Task prompt. Copy out the whole listing below, replacing "Target" with "Object" and changing nothing else. Leave the pictures out of your answer.

[BEGIN Data in this exercise]

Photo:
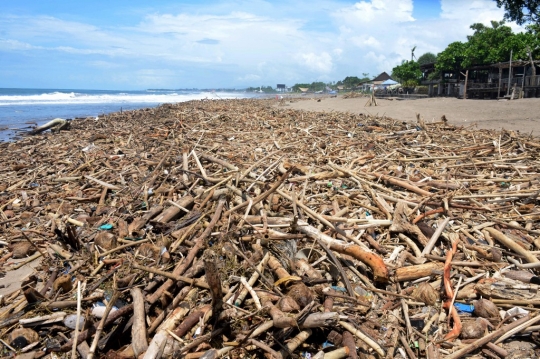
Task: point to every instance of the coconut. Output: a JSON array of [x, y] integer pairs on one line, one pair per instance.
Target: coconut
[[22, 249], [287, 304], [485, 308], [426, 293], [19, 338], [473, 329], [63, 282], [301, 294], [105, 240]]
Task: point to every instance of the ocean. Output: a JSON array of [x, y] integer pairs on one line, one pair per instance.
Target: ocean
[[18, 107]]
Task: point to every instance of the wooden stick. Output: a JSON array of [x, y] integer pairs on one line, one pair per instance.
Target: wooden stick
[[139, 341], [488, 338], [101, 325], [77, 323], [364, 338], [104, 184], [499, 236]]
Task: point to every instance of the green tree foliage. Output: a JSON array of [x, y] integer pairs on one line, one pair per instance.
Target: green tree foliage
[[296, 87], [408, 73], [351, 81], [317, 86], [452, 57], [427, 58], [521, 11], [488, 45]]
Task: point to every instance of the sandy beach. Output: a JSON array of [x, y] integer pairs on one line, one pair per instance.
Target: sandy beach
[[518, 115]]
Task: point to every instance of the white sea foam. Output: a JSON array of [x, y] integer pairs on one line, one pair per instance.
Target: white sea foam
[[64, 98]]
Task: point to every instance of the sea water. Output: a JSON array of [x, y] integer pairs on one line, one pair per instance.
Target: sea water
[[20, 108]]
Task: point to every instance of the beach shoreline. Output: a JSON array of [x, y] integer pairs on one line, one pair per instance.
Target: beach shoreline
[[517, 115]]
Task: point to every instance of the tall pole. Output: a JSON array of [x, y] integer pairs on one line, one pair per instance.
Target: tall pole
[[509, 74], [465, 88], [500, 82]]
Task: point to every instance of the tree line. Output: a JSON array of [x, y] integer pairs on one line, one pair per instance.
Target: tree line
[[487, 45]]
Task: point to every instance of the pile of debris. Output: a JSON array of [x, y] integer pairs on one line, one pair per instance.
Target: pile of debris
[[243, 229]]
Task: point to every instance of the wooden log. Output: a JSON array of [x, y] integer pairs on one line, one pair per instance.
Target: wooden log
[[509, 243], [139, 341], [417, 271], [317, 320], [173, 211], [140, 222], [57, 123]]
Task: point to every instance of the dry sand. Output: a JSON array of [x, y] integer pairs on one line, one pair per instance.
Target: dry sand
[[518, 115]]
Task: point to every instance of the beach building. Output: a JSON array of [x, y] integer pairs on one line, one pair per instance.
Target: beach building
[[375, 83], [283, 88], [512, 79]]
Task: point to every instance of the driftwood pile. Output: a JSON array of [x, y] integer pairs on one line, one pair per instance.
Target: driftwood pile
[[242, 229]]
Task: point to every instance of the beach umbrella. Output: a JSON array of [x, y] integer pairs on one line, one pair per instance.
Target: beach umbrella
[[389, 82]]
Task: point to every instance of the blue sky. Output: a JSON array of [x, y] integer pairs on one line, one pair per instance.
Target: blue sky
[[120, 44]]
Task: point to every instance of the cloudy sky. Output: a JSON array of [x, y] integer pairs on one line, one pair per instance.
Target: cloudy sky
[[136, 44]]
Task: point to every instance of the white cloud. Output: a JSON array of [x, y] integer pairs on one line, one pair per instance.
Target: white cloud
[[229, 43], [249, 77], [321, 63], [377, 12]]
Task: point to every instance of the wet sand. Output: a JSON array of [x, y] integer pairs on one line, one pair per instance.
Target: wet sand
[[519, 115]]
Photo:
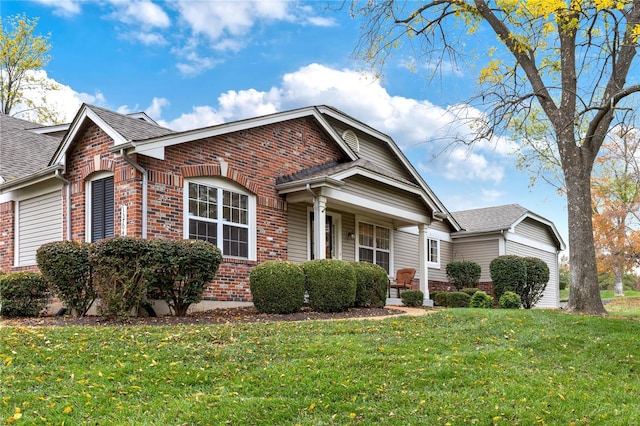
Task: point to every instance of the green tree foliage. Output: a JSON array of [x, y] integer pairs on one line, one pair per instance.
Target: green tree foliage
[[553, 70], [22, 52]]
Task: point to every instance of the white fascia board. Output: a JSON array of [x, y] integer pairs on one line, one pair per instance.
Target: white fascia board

[END Data in this exercise]

Solution for this task.
Photo:
Task: point to every instance of the coconut. Output: a JSON array of [x, y] integer pairs on one line, one pair per instance.
Object: coconut
[[22, 249], [287, 304], [485, 308], [426, 293], [19, 338], [473, 329], [63, 282], [301, 294], [105, 240]]
Task: point to every instance of the ocean. Output: a JSON array of [x, y] integer pairs on one line, one pair per instance.
Object: ocean
[[18, 107]]
Task: point to every instance of the wooden stick. Output: a JSON array of [x, y] integer pairs on one line, one pair per instance.
Object: wooden stick
[[139, 341], [488, 338], [101, 325], [77, 323], [364, 338], [104, 184], [499, 236]]
Task: point to every instance of the green tree foliage. Output: a JSON array of [x, y] integer pairs on one line, one pair per instance.
Object: green tree foliage
[[296, 87], [408, 73], [351, 81], [317, 86], [452, 57], [427, 58], [521, 11], [488, 45]]
Task: point to every instance of the sandy beach. Output: a JSON array of [x, y] integer pairs on one line, one pair per instance.
Object: sandy beach
[[518, 115]]
Task: point to every instance of the white sea foam. Output: a JSON array of [x, y] integer pairs on one line, one pair per instance.
Object: white sea foam
[[64, 98]]
Task: point to every instance of the sea water. Output: a JSON array of [x, y] integer pairs on one line, one pair per instance.
Object: sea water
[[20, 108]]
Task: point to every instance of the beach shoreline. Output: a JSON array of [x, y] integer pairs on one line, one pair per instance.
Object: beach shoreline
[[517, 115]]
Task: point to every instance of the tall pole. Output: a JSON array of [x, y] integer pairs on one line, one pair per instance.
Object: tall pole
[[509, 74], [465, 88], [500, 82]]
Task: point to every instance of the tree line. Output: a JSON array of [x, y] integer pairs on one line, one pair per instance.
Object: tree line
[[487, 45]]
Task: point to every instance of the pile of debris. Output: a JSON array of [x, y] integer pairs on one line, one pair per instance.
Object: pile of debris
[[243, 229]]
Task: point to every instance of the wooden log. Output: a JSON array of [x, y] integer pairs on one line, one pair per instance.
Object: wooden log
[[509, 243], [139, 341], [417, 271], [317, 320], [173, 211], [140, 222], [57, 123]]
Task: point to every instance of the dry sand. Output: a JSON array of [x, y] integer pairs on one line, one pair per instance.
Object: dry sand
[[518, 115]]
Task: point to every instance of the beach building. Output: a JSON array of [x, y] integer pairs on one line, one pair per instance.
Object: beach building
[[375, 83], [283, 88], [512, 79]]
Task: point to every instance of the driftwood pile. Output: a JSON array of [x, y] integer pairs on one line, one pair per instance.
Object: driftwood pile
[[242, 229]]
Task: point to every instance of the beach umbrella. Output: a JSON array of [x, y] integer pairs on one line, one pair per instance.
Object: beach umbrella
[[389, 82]]
Task: point to every instance of the blue sky. Output: a JSON array of [x, y] integer pairs on one line, one pair per instance.
Object: blue sky
[[120, 44]]
Task: point to every instance of the cloudy sky. Output: a JSON array of [x, y] integer pairs on one line, one pair per instance.
Object: cloudy sky
[[136, 44]]
Task: point to every instance of the white cloud. Output: a JSON array of [x, y] integer pairs on one line, one pair per instance.
Object: white cloud
[[229, 43], [249, 77], [321, 63], [377, 12]]
Task: point to every instance of the wet sand. Output: a JSON array of [x, y] integer pairs on one line, one pair per instance.
Object: wet sand
[[519, 115]]
Photo:
Task: point to every instance of the green tree foliage. Output: a JSON array of [x, y] integer pairs on one line, one pair per instance.
Object: green tree foliage
[[553, 70], [22, 52]]
Task: point to every instance of the white fascia board. Output: a JSON array of [x, y] integer pairs on one line, one pair per instance.
Object: white fascia board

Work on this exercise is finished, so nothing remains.